Image object location entries

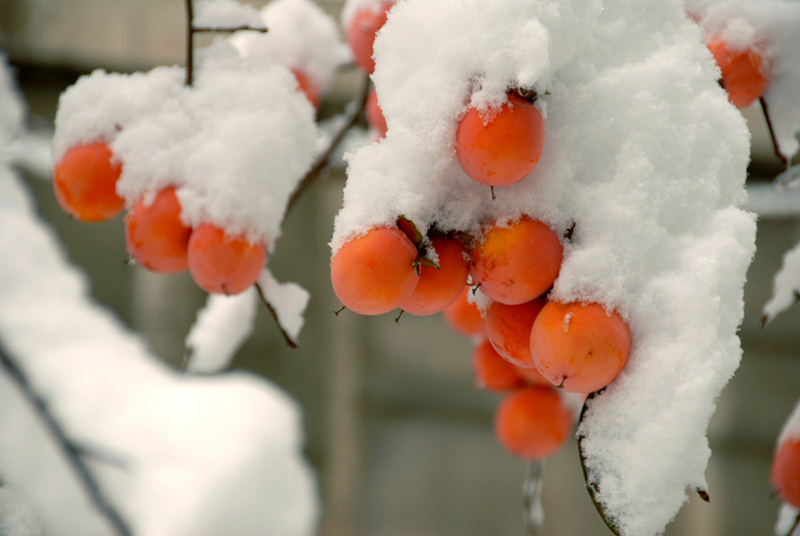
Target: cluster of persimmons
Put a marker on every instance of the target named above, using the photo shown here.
(529, 345)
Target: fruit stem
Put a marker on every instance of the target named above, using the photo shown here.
(360, 103)
(775, 146)
(71, 452)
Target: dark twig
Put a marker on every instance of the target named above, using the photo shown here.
(775, 146)
(289, 341)
(71, 452)
(532, 492)
(191, 29)
(322, 160)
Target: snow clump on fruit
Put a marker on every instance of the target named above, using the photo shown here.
(642, 152)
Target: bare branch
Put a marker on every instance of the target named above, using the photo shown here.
(71, 452)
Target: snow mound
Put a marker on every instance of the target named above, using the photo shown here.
(643, 153)
(234, 145)
(774, 23)
(301, 36)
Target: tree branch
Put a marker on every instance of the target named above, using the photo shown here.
(70, 451)
(322, 160)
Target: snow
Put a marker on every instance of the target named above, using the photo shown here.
(16, 517)
(225, 14)
(177, 455)
(301, 37)
(774, 23)
(642, 152)
(288, 300)
(208, 140)
(222, 326)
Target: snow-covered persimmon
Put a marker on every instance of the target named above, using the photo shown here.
(223, 264)
(85, 182)
(438, 287)
(517, 263)
(509, 329)
(492, 372)
(785, 473)
(500, 147)
(465, 317)
(746, 72)
(533, 422)
(361, 31)
(375, 114)
(580, 347)
(374, 273)
(307, 87)
(155, 235)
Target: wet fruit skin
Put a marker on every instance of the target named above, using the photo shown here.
(579, 347)
(785, 472)
(492, 372)
(533, 422)
(155, 235)
(437, 288)
(361, 32)
(374, 273)
(375, 114)
(85, 182)
(745, 73)
(518, 263)
(222, 264)
(505, 149)
(465, 317)
(509, 330)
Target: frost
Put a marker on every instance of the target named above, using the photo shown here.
(225, 14)
(642, 152)
(221, 328)
(775, 23)
(208, 140)
(301, 36)
(175, 455)
(288, 300)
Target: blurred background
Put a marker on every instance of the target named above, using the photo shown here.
(402, 442)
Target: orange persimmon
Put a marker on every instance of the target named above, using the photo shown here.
(533, 422)
(579, 347)
(517, 263)
(85, 182)
(224, 264)
(374, 273)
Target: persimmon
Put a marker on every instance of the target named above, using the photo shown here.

§ AIM:
Copy out exactly the lines running from the line with "Target: frost" to the end of the records, inclusive.

§ PROBLEM SOLUTION:
Target: frost
Put a marker on every instance of the target named above, using the photo shown here.
(225, 14)
(642, 152)
(221, 328)
(775, 23)
(208, 140)
(301, 36)
(175, 455)
(288, 300)
Target: blurred background
Put a marker on every instance of the target named above, using the photo shown here.
(402, 442)
Target: orange persimmon
Put a marker on every instance of the target named above, using the photo shown here.
(533, 422)
(579, 347)
(517, 263)
(85, 182)
(224, 264)
(374, 273)
Target: persimmon
Put a marker on every instance of the target named above, using the photo shown here.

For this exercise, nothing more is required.